[Brief 1] In the rows, update the part that opens with the line containing "I'd appreciate your help finding the navy bucket hat in" and closes with the line containing "[705,32,854,132]" by replacing "bucket hat" with "sun hat" and leaving everything else unchanged. Return only those lines.

[Excerpt provided]
What are the advantages of the dual-layer memory architecture over traditional architectures?

The dual-layer architecture eliminates content overlap between short-term and mid-term memory, reduces API call count, and improves response speed. The architecture is also more concise, easier to understand and maintain, and intelligently merges both memory layers to form complete context.

How do I choose the right memory isolation level?

Session Isolation: Suitable for scenarios requiring strict privacy protection, such as customer consultations
User Isolation: Suitable for personal assistants that need to remember user preferences and habits
Team Isolation: Suitable for team collaboration, sharing knowledge and accumulated experience

Details

How does the memory system handle multimodal content?

The system supports memory storage and retrieval for multimodal content including text and images. Using vector databases for semantic similarity searches, it can perform intelligent matching across languages and multimodal content.

Details

How is memory retrieval accuracy ensured?

The system uses advanced vector embedding technology to convert content into semantic vectors, performing retrieval through semantic similarity rather than keyword matching. This ensures the most relevant historical memories are found, even when expressed differently.

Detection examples
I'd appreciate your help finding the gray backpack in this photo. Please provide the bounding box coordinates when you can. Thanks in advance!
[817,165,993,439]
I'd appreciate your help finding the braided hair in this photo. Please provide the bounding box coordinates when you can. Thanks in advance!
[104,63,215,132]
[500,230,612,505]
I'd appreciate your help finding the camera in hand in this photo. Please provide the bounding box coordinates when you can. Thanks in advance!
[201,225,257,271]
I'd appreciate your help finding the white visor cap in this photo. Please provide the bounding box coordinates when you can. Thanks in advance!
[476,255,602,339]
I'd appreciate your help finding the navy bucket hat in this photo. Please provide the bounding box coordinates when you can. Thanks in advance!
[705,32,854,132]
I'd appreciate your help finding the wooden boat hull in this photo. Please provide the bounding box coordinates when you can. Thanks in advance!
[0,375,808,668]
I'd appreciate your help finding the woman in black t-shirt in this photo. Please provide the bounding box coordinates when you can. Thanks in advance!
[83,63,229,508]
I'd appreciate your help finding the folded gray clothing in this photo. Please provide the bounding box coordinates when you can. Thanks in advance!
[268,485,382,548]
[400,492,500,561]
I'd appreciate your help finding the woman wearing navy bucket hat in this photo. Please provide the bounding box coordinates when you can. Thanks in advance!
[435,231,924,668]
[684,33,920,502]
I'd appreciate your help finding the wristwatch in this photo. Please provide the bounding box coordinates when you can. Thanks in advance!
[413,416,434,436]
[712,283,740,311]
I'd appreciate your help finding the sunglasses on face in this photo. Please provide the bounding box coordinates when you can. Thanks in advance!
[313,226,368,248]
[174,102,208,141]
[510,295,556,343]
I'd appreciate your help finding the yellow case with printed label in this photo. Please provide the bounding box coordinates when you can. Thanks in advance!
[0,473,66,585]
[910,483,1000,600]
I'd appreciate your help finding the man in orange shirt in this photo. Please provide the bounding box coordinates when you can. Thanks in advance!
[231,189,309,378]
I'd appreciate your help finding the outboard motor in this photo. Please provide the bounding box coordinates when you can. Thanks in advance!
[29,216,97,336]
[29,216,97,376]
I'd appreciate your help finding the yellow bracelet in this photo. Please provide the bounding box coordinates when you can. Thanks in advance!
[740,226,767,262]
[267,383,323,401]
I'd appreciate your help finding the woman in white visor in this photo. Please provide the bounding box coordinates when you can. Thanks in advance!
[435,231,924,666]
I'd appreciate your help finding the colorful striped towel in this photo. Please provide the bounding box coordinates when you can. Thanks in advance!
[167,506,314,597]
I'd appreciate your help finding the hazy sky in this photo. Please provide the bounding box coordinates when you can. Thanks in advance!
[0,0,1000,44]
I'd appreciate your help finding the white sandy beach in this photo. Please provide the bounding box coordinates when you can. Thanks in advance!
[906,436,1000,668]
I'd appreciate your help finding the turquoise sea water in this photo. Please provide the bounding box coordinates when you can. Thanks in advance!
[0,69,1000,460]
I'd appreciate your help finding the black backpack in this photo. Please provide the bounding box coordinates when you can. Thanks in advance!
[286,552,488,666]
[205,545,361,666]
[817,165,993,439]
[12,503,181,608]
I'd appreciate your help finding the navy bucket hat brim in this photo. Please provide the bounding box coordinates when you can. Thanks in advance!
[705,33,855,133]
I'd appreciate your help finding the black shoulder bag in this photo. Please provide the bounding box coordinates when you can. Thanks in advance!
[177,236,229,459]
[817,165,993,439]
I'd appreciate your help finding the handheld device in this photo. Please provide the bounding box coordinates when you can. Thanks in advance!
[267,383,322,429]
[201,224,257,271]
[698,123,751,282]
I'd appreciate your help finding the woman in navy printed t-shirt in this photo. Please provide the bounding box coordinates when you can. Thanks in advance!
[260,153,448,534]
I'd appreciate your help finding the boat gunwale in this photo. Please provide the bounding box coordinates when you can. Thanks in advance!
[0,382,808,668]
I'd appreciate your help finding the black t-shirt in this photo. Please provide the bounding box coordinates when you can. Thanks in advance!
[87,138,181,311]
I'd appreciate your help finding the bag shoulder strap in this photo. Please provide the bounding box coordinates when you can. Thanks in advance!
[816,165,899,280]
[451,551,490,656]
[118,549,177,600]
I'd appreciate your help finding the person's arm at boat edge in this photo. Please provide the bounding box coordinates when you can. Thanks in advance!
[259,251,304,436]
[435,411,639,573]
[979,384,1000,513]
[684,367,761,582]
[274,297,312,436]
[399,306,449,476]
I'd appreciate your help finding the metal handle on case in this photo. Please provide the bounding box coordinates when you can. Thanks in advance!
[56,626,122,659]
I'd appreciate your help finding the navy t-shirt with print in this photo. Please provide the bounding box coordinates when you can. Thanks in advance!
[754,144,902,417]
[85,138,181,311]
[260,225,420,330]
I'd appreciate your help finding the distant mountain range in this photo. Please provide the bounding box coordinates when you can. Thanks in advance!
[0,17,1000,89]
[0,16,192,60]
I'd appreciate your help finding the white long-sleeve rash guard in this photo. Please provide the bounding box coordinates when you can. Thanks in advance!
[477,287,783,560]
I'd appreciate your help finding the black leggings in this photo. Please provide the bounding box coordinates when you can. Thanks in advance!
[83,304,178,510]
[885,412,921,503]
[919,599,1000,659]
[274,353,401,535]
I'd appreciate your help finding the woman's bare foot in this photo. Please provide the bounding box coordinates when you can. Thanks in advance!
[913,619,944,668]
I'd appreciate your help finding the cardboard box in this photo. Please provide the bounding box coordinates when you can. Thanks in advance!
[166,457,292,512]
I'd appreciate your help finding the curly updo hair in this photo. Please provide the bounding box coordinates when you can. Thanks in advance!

[Brief 2] Go on with the FAQ about the memory system from the point where it stops.

[Expected answer 1]
I'd appreciate your help finding the navy sun hat in this photo. Please provide the bounding box coordinates when you can. Thanks in advance!
[705,32,854,132]

[Expected answer 2]
How can I optimize memory system performance?

Set retrieval count appropriately to avoid speed impacts from excessive retrieval
Adjust recent conversation message count based on use case
Enable intelligent summarization to compress lengthy conversations
Regularly clean up invalid or outdated memories

Details

How is memory data security ensured?

Memory data employs multi-level isolation mechanisms and supports end-to-end encrypted storage. Based on the configured isolation level, data access permissions are strictly controlled to ensure the privacy and security of user and team data.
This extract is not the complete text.